> Uygulanacak talimat
Aşağıdaki öğeleri süzün ve "white" sözcüğünü içeren her satırı kopyalayın. Büyük ve küçük harf ayrımı dikkate alınsın.
----
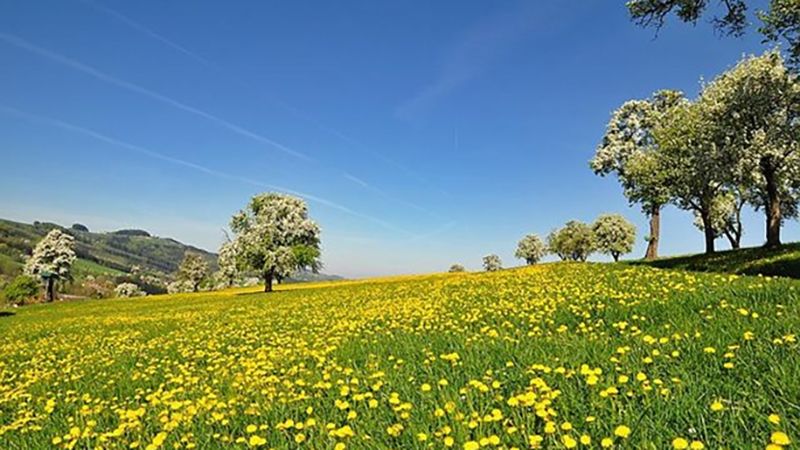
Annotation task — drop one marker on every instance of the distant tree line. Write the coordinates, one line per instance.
(610, 234)
(736, 144)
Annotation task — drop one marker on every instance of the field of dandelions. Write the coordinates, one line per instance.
(551, 356)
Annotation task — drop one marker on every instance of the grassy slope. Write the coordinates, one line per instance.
(783, 261)
(202, 368)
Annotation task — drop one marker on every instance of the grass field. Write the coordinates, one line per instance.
(783, 261)
(554, 356)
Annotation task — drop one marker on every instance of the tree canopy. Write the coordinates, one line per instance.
(627, 150)
(614, 235)
(275, 237)
(193, 270)
(531, 248)
(52, 259)
(575, 241)
(780, 22)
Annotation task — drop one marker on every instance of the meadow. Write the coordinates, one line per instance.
(565, 355)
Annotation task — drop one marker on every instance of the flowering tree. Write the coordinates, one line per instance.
(52, 260)
(755, 108)
(193, 270)
(779, 22)
(691, 154)
(457, 268)
(492, 263)
(575, 241)
(613, 235)
(127, 290)
(531, 248)
(627, 150)
(275, 237)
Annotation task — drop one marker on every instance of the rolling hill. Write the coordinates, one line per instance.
(111, 253)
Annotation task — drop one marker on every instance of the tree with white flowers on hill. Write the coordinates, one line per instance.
(613, 235)
(52, 260)
(275, 237)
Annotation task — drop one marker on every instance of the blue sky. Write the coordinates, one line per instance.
(422, 133)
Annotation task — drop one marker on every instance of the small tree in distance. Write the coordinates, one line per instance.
(614, 235)
(193, 270)
(275, 237)
(457, 268)
(128, 290)
(575, 241)
(52, 260)
(228, 269)
(492, 263)
(531, 248)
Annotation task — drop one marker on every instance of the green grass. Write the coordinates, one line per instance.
(84, 267)
(413, 362)
(783, 261)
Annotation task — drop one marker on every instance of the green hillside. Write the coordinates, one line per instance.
(110, 253)
(783, 261)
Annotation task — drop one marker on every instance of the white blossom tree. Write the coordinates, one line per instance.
(756, 108)
(575, 241)
(614, 235)
(457, 268)
(193, 270)
(492, 263)
(275, 237)
(52, 260)
(626, 150)
(531, 248)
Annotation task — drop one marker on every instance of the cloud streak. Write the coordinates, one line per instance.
(470, 58)
(147, 31)
(279, 103)
(118, 82)
(194, 166)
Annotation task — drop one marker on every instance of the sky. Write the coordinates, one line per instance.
(421, 133)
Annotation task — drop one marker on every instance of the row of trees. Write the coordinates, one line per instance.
(610, 234)
(736, 144)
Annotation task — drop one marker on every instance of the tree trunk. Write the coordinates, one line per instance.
(268, 277)
(773, 206)
(51, 290)
(708, 230)
(655, 231)
(733, 239)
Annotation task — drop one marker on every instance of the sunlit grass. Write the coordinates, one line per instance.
(559, 355)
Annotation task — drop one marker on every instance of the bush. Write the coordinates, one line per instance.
(21, 290)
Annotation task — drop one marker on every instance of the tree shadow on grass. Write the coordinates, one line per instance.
(247, 294)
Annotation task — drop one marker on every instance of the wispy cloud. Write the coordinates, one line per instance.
(194, 166)
(319, 125)
(146, 31)
(102, 76)
(478, 49)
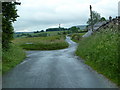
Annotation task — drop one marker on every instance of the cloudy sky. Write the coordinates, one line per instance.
(43, 14)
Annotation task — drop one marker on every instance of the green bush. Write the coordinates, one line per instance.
(100, 51)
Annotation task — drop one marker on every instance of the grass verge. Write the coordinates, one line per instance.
(12, 57)
(76, 37)
(42, 43)
(100, 51)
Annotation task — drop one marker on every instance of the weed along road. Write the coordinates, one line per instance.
(54, 69)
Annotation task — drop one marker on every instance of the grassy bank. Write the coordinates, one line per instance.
(100, 51)
(12, 57)
(42, 43)
(76, 37)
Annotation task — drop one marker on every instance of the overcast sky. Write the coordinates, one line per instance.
(43, 14)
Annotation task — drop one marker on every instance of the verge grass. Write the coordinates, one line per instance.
(100, 51)
(42, 43)
(12, 57)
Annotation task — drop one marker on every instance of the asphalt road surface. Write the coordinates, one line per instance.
(54, 69)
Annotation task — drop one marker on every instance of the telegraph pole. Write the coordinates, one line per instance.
(59, 27)
(91, 16)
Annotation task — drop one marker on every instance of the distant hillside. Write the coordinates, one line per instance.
(82, 27)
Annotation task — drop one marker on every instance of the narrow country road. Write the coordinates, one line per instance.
(54, 69)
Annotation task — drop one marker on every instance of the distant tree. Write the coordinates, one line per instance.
(9, 15)
(37, 32)
(42, 31)
(96, 18)
(74, 29)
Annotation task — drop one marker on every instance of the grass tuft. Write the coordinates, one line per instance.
(42, 43)
(12, 57)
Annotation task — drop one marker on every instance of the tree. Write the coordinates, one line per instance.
(9, 15)
(96, 18)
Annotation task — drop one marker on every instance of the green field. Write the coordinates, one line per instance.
(100, 51)
(12, 57)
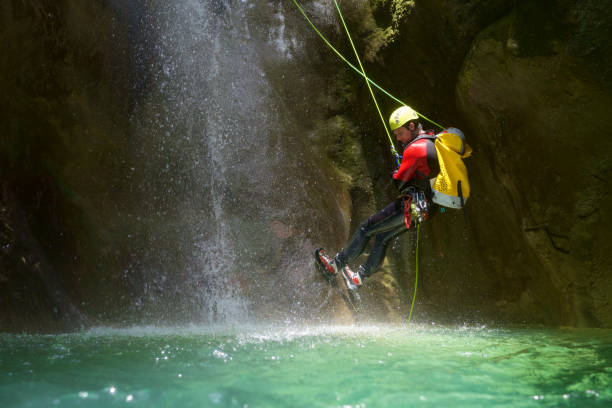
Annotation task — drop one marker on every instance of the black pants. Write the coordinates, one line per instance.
(385, 225)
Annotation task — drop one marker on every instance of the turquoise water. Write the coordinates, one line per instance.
(366, 366)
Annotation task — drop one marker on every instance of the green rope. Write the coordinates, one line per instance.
(348, 34)
(354, 67)
(416, 277)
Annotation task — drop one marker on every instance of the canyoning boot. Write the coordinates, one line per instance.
(353, 279)
(326, 265)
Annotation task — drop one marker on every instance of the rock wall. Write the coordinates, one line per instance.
(530, 85)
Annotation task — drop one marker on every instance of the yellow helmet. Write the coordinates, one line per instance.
(402, 115)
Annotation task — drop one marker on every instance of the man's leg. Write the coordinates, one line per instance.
(388, 219)
(379, 250)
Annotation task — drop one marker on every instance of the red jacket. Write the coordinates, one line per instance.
(419, 162)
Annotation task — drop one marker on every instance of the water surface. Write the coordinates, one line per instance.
(365, 366)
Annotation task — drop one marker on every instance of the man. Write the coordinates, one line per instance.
(419, 164)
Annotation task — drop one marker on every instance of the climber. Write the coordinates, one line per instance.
(419, 164)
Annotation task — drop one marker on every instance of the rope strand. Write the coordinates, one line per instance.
(355, 68)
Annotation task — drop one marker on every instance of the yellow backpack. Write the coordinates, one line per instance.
(451, 187)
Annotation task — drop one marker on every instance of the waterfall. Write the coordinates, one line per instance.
(223, 196)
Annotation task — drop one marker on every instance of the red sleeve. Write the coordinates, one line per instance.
(414, 159)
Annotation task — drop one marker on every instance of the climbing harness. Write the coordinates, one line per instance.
(415, 207)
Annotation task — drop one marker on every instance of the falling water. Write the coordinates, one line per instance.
(223, 218)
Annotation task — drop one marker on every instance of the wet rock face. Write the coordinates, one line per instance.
(85, 224)
(531, 87)
(536, 89)
(62, 155)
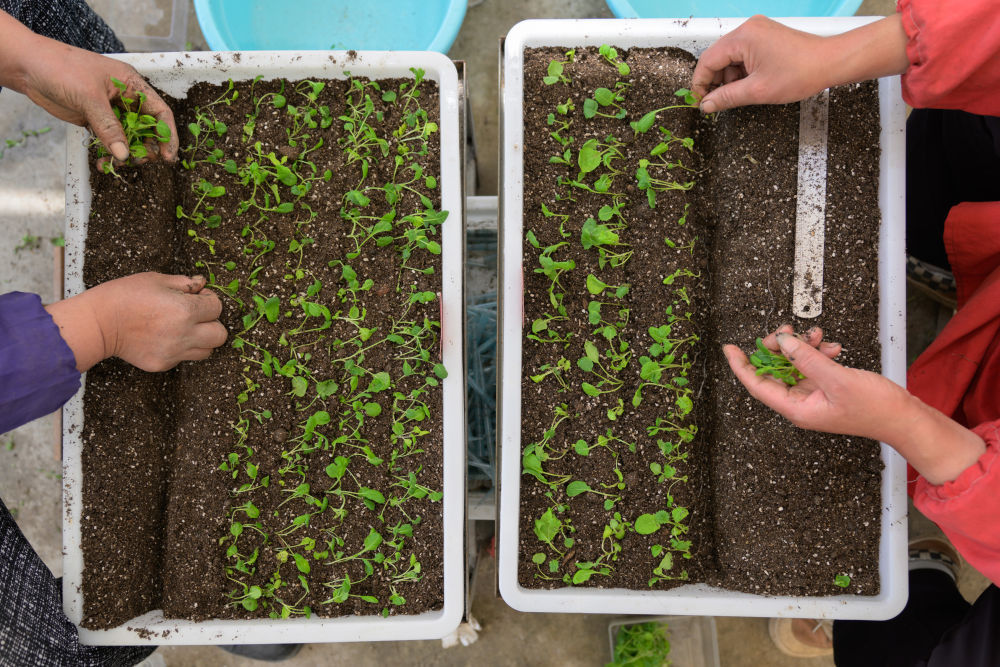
----
> Elde edilen çıktı
Annotation task — drop one marker on every instance of the tree with white flowers on hill. Write the coordinates, one line per instance.
Annotation task — drop one marker on every instance of the white blossom tree. Write the coordinates, one line per instance.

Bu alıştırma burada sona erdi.